Urban Dynamics Blog

Minneapolis City Council wants to divest from fossil fuels and reality

By Matt Johnson

According to the Star Tribune,

The Minneapolis City Council on Wednesday asked staff to explore ways the city could ‘stop doing business with financial institutions that invest in the fossil fuel industry and in projects such as the Dakota Access Pipeline,’ including Wells Fargo.

Council Members Alondra Cano and Cam Gordon proposed that city staff report back by July on how the city could end its relationship with banks like Wells Fargo.

Fossil fuels are in most everything we use each day. As the New Mexico Oil and Gas Association explain it,

Fossil fuels are used to fuel cars and airplanes, power electricity plants, and heat our homes. They are also used to make medicines, cosmetics, plastics, synthetic fabrics, and lubricants. When you brushed your teeth today, you used a product made from oil – toothpaste. Look at your shoes – they are a product made from oil. Sunglasses, tires, tennis balls and TV’s are all products of oil and gas.

As you can see, they are an intricate part of our economy, including coffee. Yes! Coffee!

◇ ◇ ◇ ◇

→ **Required actions**
[a] According to the blog post about the Minneapolis City Council, by what month were city staff asked to report back?
[b] Write the next part of the blog post about the Minneapolis City Council, starting right after "Yes! Coffee!"
The entries after this point have no connection to the blog post about the Minneapolis City Council.

→ **Given information**
◇ ◇ ◇ ◇

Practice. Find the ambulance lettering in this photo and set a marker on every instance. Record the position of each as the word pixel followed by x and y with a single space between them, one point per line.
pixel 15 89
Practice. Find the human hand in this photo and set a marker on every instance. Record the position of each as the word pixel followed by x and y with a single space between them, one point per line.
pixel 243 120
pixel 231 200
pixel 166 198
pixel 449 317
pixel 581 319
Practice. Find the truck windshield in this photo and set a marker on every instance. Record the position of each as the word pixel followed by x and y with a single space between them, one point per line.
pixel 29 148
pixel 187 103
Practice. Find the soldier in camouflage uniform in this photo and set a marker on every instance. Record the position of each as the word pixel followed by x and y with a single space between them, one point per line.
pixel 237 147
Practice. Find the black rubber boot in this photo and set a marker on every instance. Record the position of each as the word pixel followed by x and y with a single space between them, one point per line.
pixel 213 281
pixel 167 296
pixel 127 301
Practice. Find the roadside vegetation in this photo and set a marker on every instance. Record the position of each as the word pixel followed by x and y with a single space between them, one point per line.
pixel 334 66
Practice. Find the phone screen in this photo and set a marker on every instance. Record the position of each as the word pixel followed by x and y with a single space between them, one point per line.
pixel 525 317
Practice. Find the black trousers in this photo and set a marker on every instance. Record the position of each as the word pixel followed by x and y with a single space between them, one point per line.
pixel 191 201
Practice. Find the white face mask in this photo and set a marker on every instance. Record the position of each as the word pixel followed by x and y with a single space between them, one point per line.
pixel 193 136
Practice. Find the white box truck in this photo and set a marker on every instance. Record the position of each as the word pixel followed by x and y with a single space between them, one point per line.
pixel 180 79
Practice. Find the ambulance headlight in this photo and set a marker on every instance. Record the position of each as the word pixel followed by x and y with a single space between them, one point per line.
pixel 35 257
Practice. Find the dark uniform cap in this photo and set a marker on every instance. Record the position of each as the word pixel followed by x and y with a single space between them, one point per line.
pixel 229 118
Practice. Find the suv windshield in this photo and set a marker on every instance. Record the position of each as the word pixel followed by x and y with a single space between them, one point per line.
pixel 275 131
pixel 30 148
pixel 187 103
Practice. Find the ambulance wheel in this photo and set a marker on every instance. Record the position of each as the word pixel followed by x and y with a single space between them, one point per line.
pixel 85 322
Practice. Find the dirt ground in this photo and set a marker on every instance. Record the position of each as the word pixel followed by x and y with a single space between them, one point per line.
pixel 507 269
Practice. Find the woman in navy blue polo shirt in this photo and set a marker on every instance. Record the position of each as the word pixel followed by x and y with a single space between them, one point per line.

◇ ◇ ◇ ◇

→ **Responses to the tasks**
[a] By July.

[b]
Assuming the council meeting was in the morning on Wednesday, December 7th , which it usually is (this blogger may have some experience in such matters), it is probably the case Council Members Alondra Cano and Cam Gordon stopped by the break room to grab some delicious coffee before heading to the city council chambers to unanimously pass anti-fossil fuel legislation. And so this is where the rubber (also made from fossil fuels) hits the road.

Everything from the production of the coffee container in the break room to the supply chain management system that is needed to move coffee product from one location to another requires energy, and that energy derives from fossil fuels, i.e., coffee production and the transportation system. Matter of fact, the coffee maker itself probably contains parts made from fossil fuels.

So when Cano and Gordon fill up their coffee cups in the morning before heading to the chambers to pass anti-fossil fuel policy which will result in driving out 11,000 jobs according to the Star Tribune, and a competitor in the financial industry, which is the highest paying industry in Minneapolis (more on this in my next blog), well…? I’m sure you see where I’m going with this.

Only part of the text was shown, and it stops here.